> MATERIALS PROVIDED
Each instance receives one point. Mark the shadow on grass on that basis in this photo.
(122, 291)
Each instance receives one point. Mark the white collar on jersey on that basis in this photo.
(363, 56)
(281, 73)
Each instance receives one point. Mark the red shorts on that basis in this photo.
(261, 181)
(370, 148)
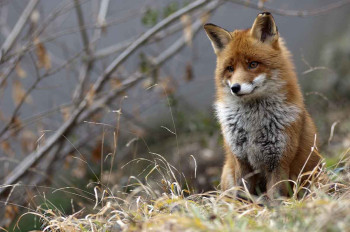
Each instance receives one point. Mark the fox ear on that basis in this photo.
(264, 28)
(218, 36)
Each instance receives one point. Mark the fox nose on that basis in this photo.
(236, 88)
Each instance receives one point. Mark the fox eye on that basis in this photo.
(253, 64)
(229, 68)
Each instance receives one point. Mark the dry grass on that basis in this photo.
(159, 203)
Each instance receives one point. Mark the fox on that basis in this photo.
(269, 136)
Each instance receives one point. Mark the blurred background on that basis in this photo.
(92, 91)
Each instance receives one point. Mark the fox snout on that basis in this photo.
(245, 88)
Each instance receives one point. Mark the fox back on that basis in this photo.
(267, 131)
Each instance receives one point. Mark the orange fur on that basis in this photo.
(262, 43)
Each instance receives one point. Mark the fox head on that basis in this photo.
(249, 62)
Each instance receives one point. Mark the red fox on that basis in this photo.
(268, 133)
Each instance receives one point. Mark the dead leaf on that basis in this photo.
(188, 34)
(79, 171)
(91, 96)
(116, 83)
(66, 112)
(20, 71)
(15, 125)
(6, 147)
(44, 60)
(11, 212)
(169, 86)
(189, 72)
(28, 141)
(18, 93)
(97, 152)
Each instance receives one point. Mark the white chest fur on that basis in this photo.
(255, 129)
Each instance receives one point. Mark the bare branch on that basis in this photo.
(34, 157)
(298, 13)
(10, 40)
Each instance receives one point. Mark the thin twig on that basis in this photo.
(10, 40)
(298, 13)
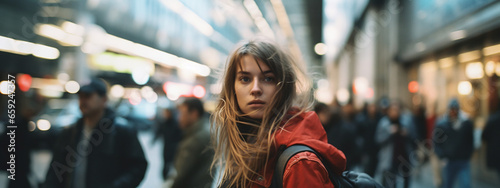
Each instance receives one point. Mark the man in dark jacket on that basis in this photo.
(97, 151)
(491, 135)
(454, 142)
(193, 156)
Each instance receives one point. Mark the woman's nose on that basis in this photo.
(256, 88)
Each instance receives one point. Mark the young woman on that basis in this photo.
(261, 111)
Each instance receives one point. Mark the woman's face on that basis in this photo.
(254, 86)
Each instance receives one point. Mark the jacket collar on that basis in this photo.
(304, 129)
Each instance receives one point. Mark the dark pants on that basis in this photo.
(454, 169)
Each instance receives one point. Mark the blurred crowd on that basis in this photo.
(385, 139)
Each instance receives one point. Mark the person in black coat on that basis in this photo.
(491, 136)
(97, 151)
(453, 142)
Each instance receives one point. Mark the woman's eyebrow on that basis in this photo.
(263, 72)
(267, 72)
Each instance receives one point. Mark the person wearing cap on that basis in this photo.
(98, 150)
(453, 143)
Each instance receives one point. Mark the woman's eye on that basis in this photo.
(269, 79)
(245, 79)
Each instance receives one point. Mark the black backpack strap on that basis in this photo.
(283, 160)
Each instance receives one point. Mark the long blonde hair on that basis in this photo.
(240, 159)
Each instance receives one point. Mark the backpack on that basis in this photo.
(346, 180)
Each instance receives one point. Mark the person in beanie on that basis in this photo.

> REQUEST
Extract the full listing exactly, with the pictures left out.

> RESULT OF THIS EXERCISE
Each instance receives one point. Mark the shadow on grass on that basis in this photo.
(122, 291)
Each instance receives one point. Mark the white collar on jersey on that basis in this photo.
(363, 56)
(281, 73)
Each instance receives one point. Mark the red shorts on that basis in this photo.
(261, 181)
(370, 148)
Each instance receives one point. Mark the fox ear on that basis in this photo.
(264, 28)
(218, 36)
Each instance receives one point. Mark the fox nose on that basis in this photo.
(236, 88)
Each instance receives one point. Mark the fox eye on that basis in this photo.
(253, 64)
(229, 68)
Each instance receives one point. Mark the dry grass on that basis in this photo.
(159, 203)
Each instance receives one point. Mark the fox on that basis in this photo.
(269, 136)
Each instance receives one point. Mark the blurred background on that basis in this photo.
(92, 91)
Each instance receives one point. Mark the fox snout on that basis in this photo.
(245, 88)
Each instance receives one point. Mark the fox back on that basis in this photo.
(267, 131)
Each instance receives one point. Mark the orange fur on that basis in this photo.
(262, 43)
Each instance receives one point. Mark the fox head on that basis in this photo.
(249, 62)
Each instance receives one point. Mark the red fox on that basis in this photo.
(268, 133)
Each instance receives one point. Mark the dead leaf on that basis in this photo.
(188, 34)
(79, 171)
(91, 96)
(116, 83)
(66, 112)
(20, 71)
(15, 125)
(6, 147)
(44, 60)
(11, 212)
(169, 86)
(189, 72)
(28, 141)
(18, 93)
(97, 152)
Each instance receives one point. Mark the white chest fur on that basis in this photo.
(255, 129)
Each instance receives one point. Mark the bare branch on that basis in this photo.
(34, 157)
(298, 13)
(10, 40)
Each instance receives one point. Mark the thin twig on that basis in this photo.
(10, 40)
(298, 13)
Each instance receives one point. Mark the man in dark jacket on that basis in this photo.
(97, 151)
(491, 135)
(454, 142)
(193, 156)
Each instance receives one point. Mark the woman's nose on that basis in this photo.
(256, 88)
Each instance receives one point. Mark the young woman on that basis in this photo.
(261, 111)
Each instance receives one point. Mark the woman's face on that basis in this photo.
(254, 86)
Each instance receives one point. Mark the jacket collar on that basis in this photo.
(304, 129)
Each instance receives one point. Mark the dark pants on that basis in this photo.
(454, 169)
Each instance receives one point. Mark the blurred crowd on that basis in this photo.
(385, 139)
Each instance receives one point. Mark the person in black coat on that basis in this photo.
(491, 136)
(97, 151)
(453, 142)
Each instance receives one point. Mark the woman's eyebrow on that basis in this photo.
(263, 72)
(267, 72)
Each instance receives one point. Mark the person wearing cap on that basis in this photo.
(98, 150)
(453, 143)
Each instance receives one point. Mark the woman's eye on that basis in this photo.
(269, 79)
(245, 79)
Each instance receives one point. Mark the black backpack strap on that basis in this photo.
(283, 160)
Each instance receives one point. Mark the long blonde hair on that basis in this photo.
(240, 159)
Each instance receives one point. Mark the backpack on that basis in this photo.
(346, 180)
Each instance receives one point. Mark the person in beanie on that basis in this photo.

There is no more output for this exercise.